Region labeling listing
Begin

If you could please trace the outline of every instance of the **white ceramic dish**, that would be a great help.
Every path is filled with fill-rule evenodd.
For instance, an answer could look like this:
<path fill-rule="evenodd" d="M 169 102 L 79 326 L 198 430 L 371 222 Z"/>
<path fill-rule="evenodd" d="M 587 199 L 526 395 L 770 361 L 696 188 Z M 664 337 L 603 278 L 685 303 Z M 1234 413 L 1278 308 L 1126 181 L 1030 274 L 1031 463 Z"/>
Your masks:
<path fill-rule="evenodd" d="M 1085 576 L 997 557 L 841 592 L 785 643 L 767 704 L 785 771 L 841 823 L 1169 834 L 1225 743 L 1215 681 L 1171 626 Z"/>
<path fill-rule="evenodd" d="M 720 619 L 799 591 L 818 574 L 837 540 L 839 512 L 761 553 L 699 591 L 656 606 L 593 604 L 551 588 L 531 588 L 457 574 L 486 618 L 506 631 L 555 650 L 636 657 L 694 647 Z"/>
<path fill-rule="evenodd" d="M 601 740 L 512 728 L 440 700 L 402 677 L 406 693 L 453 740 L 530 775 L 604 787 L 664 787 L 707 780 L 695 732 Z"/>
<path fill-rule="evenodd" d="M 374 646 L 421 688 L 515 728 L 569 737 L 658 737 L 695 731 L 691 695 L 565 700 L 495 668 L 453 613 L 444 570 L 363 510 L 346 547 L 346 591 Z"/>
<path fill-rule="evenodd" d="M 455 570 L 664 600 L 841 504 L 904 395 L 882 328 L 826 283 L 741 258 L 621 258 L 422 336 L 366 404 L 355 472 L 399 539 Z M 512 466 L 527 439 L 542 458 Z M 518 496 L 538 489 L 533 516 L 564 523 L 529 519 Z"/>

End

• [WHAT IS BEING ASKED]
Put every line of the listing above into a Markdown table with the columns Row and Listing line, numbering the rows in order and omitting any blank lines.

• [WRITTEN RESPONSE]
| Row | Listing line |
|---|---|
| 1 | If you could please trace the outline of every instance of the **white ceramic dish**, that would be a great help. |
| 2 | Every path is filled with fill-rule evenodd. |
| 3 | For instance, an answer could look like this: |
| 4 | <path fill-rule="evenodd" d="M 169 102 L 79 326 L 198 430 L 371 222 Z"/> |
| 5 | <path fill-rule="evenodd" d="M 587 199 L 526 395 L 770 361 L 696 188 Z M 664 337 L 603 278 L 685 303 Z M 1234 413 L 1278 308 L 1126 181 L 1030 274 L 1031 463 Z"/> |
| 6 | Your masks: |
| 7 | <path fill-rule="evenodd" d="M 1085 576 L 997 557 L 841 592 L 785 643 L 767 704 L 785 771 L 841 823 L 1169 834 L 1225 743 L 1215 681 L 1171 626 Z"/> |
| 8 | <path fill-rule="evenodd" d="M 720 619 L 799 591 L 818 574 L 837 540 L 839 512 L 761 553 L 699 591 L 656 606 L 593 604 L 551 588 L 531 588 L 457 574 L 486 618 L 506 631 L 555 650 L 636 657 L 694 647 Z"/> |
| 9 | <path fill-rule="evenodd" d="M 601 740 L 512 728 L 440 700 L 402 677 L 406 693 L 453 740 L 530 775 L 604 787 L 664 787 L 707 780 L 695 732 Z"/> |
| 10 | <path fill-rule="evenodd" d="M 374 646 L 421 688 L 515 728 L 569 737 L 658 737 L 695 731 L 691 695 L 565 700 L 495 668 L 453 613 L 444 570 L 363 510 L 346 547 L 346 591 Z"/> |
| 11 | <path fill-rule="evenodd" d="M 455 570 L 664 600 L 841 504 L 904 395 L 882 328 L 826 283 L 741 258 L 621 258 L 422 336 L 366 404 L 355 472 L 399 539 Z M 512 466 L 527 439 L 542 458 Z M 518 496 L 538 489 L 533 516 L 564 523 L 529 519 Z"/> |